====== PASSAGE

Hi Ben,

Small comment inline.

On 02/09/2012 06:25 AM, Benjamin Herrenschmidt wrote:
 From 0ace17ba6960a8788b1bda3770df254cbbc6a244 Mon Sep 17 00:00:00 2001
From: Benjamin Herrenschmidt<b...@kernel.crashing.org>
Date: Thu, 9 Feb 2012 15:25:04 +1100
Subject: [PATCH] powerpc: Rework lazy-interrupt handling

The current implementation of lazy interrupts handling has some
issues that this tries to address.

Except on iSeries, we don't do the various workarounds we need to
do on re-enable when returning from an interrupt, which can do an
implicit re-enable, and thus we may still lose or get delayed
decrementer or doorbell interrupts.

The current scheme also makes it much harder to handle the external
"edge" interrupts provided by some BookE processors when using the
EPR facility (External Proxy) and the Freescale Hypervisor.

We also hard mask on decrementer interrupts which is sub-optimal.

This is an attempt at fixing it all in one go by reworking the way
we do the lazy interrupt disabling.

The base idea is to replace the "hard_enabled" field with a
"irq_happened" field in which we store a bit mask of what interrupt
occurred while soft-disabled.

============
====== DATA SHOWN

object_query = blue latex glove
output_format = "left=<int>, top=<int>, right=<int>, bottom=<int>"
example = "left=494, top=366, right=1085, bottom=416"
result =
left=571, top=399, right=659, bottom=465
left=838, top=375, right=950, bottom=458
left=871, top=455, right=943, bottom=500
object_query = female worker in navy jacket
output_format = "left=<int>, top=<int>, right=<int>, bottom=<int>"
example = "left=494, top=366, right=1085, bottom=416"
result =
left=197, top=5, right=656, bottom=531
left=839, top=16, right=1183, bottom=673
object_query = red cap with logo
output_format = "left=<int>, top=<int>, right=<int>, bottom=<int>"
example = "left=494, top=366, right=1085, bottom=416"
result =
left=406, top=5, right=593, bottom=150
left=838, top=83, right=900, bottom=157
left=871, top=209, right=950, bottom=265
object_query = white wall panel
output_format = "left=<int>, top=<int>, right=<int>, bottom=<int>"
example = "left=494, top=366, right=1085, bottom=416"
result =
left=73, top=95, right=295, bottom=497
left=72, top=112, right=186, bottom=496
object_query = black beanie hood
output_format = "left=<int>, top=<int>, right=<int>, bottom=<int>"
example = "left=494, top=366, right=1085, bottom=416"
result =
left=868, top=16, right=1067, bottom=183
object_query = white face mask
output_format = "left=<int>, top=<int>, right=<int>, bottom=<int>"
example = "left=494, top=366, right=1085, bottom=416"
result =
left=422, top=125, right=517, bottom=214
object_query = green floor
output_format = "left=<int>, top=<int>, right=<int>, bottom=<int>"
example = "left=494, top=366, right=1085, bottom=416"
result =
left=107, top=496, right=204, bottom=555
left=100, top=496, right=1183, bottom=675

============

- EXERCISE 1
Restate the paragraph of the lazy-interrupt patch message that begins "Except on iSeries" in fewer words, keeping its main facts.
- EXERCISE 2
Write the next part of the lazy-interrupt patch message, picking up after its last sentence.
The entries have nothing to do with what follows.

- REPLY 1
Outside iSeries, the workarounds needed on re-enable are skipped when returning from an interrupt, even though that return can re-enable interrupts on its own. As a result, decrementer or doorbell interrupts can still be lost or delayed.

- REPLY 2
When re-enabling, either via arch_local_irq_restore() or when returning
from an interrupt, we can now decide what to do by testing bits in that
field. We then implement re-emitting of the lost interrupts via either
a re-use of the existing exception frame (exception exit case) or via
the creation of a new one from assembly code (arch_local_irq_enable),
without the need to trigger a fake one using set_dec() or similar.

In addition, this adds a few refinements:

  - We no longer  hard disable decrementer interrupts that occur
while soft-disabled. We now simply bump the decrementer back to max
(on BookS) or leave it stopped (on BookE) and continue with hard interrupts
enabled, which means that we'll potentially get better sample quality from
performance monitor interrupts.

  - Timer, decrementer and doorbell interrupts now hard-enable
shortly after removing the source of the interrupt, which means
they no longer run entirely hard disabled. Again, this will improve
perf sample quality.

  - On Book3E 64-bit, we now make the performance monitor interrupt
act as an NMI like Book3S (the necessary C code for that to work
appear to already be present in the FSL perf code, notably calling
nmi_enter instead of irq_enter).

There are additional refinements that we can do on top of this patch:

  - We could remove the ps3 workaround from arch_local_irq_enable(),
I believe that it should no longer be necessary

  - We could make "masked" decrementer interrupts act as NMIs when doing
timer-based perf sampling to improve the sample quality.

  - There are additional simplifications of the exception entry/exit path
that I've spotted along the way, such as merging fast_exception_return
with the normal code path.

This patch needs a LOT more testing&  review than it had so far !!!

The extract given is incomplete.